Records from a dataset
begin

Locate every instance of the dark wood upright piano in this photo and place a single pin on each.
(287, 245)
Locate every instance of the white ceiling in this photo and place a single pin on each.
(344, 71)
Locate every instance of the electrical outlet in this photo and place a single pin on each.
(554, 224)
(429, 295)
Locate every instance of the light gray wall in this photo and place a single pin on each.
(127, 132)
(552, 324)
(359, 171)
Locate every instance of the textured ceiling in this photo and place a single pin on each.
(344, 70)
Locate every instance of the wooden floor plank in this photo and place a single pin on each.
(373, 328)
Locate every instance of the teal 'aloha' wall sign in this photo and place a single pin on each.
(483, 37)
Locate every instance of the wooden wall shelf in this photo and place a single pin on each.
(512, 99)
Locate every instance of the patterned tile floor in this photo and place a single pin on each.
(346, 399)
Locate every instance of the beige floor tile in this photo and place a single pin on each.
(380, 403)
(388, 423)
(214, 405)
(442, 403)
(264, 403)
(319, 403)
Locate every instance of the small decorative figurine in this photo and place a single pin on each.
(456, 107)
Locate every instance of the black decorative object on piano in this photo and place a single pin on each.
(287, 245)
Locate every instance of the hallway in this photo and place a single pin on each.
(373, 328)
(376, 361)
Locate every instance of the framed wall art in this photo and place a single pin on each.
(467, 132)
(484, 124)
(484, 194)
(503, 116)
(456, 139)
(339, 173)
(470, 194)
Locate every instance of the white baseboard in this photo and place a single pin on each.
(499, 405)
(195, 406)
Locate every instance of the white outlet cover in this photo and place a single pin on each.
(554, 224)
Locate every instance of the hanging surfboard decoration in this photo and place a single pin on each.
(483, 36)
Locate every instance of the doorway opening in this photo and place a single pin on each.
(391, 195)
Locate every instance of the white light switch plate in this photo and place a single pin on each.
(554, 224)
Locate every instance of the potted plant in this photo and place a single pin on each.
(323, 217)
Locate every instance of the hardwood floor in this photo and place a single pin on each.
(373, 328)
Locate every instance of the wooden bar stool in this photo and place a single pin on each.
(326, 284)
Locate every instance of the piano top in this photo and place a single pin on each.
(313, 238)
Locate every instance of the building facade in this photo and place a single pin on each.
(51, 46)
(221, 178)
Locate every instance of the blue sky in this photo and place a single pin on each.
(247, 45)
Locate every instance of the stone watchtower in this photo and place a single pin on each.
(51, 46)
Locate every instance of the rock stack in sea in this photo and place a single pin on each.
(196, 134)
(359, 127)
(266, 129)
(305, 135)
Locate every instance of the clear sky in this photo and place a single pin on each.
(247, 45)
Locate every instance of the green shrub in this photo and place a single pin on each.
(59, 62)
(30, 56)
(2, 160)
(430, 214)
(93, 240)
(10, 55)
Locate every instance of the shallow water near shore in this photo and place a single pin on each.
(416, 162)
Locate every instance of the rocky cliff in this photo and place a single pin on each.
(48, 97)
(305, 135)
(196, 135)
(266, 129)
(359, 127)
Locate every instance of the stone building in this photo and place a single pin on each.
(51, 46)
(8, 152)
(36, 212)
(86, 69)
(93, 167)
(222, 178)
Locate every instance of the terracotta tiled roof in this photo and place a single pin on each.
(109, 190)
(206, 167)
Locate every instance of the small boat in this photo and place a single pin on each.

end

» PROBLEM TO WORK ON: Update the records by changing "place a single pin on each" to "mark each with one point" wherever it occurs, leaving every other word untouched.

» EXERCISE RESULT:
Locate every instance of the dark wood upright piano in this photo and mark each with one point.
(287, 245)
Locate every instance of the white ceiling in this photo and mark each with one point.
(344, 71)
Locate every instance of the electrical outlet in this photo and mark each with one point.
(554, 224)
(429, 295)
Locate every instance of the light gray wall in this photo and mark each with one point.
(127, 132)
(552, 324)
(359, 171)
Locate every instance of the textured ceiling in this photo and mark each with one point.
(344, 70)
Locate every instance of the wooden floor plank in this photo and mark each with one point.
(373, 328)
Locate every instance of the teal 'aloha' wall sign in this photo and mark each with one point.
(483, 37)
Locate every instance of the wooden wall shelf in this photo and mark each with one point.
(512, 99)
Locate every instance of the patterned tile floor in this photo and mark each with one point.
(346, 399)
Locate every instance of the beige floor tile in this photo and mark each with one point.
(380, 403)
(388, 423)
(214, 405)
(442, 403)
(264, 403)
(319, 403)
Locate every instance of the small decorative figurine in this photo and mark each with one point.
(456, 107)
Locate every instance of the black decorative object on piano in this photo and mark each with one point.
(287, 245)
Locate every instance of the hallway in this photo and mark each with one point.
(373, 328)
(376, 361)
Locate every instance of the framed wall art in this photo and mark each with one point.
(467, 132)
(484, 124)
(484, 194)
(503, 116)
(456, 139)
(339, 173)
(470, 194)
Locate every instance of the white baseboard in this photo and mark each with one point.
(499, 405)
(195, 406)
Locate every instance of the white outlet cover in this photo and mark each with one point.
(554, 224)
Locate every instance of the hanging surfboard decoration in this photo and mark each with one point.
(483, 36)
Locate every instance of the doorway opening in this photo and mark each with one point.
(391, 195)
Locate every instance of the white light switch plate in this photo and mark each with one point.
(554, 224)
Locate every instance of the potted plant in this photo and mark each with one point.
(323, 217)
Locate every instance of the hardwood floor in this photo and mark each with one point.
(373, 328)
Locate every instance of the wooden bar stool in this photo and mark each with one point.
(326, 284)
Locate every instance of the piano top in this photo and mark each with one point.
(313, 238)
Locate every instance of the building facade in this photo and mark each with one point.
(51, 46)
(221, 178)
Locate every instance of the blue sky in this photo and mark each with one point.
(247, 45)
Locate every instance of the stone watchtower in this photo and mark each with one point.
(51, 46)
Locate every instance of the rock stack in sea in this photo and mark each with one point.
(196, 134)
(359, 127)
(266, 129)
(305, 135)
Locate every instance of the clear sky in this photo and mark each with one point.
(247, 45)
Locate every instance of the green shrub in this photo and mark each with one point.
(59, 62)
(30, 56)
(2, 160)
(430, 214)
(93, 240)
(10, 55)
Locate every instance of the shallow water near shore in this photo and mark each with one point.
(416, 162)
Locate every instance of the rocky cliff in this photo and mark each with one point.
(48, 97)
(305, 135)
(196, 135)
(266, 129)
(359, 127)
Locate every instance of the stone building in this photo and mark each with one point.
(51, 46)
(8, 152)
(36, 212)
(86, 69)
(93, 167)
(222, 178)
Locate every instance of the terracotta tiled roof in this photo and mark each with one point.
(109, 190)
(206, 167)
Locate every instance of the small boat in this photo and mark each with one point.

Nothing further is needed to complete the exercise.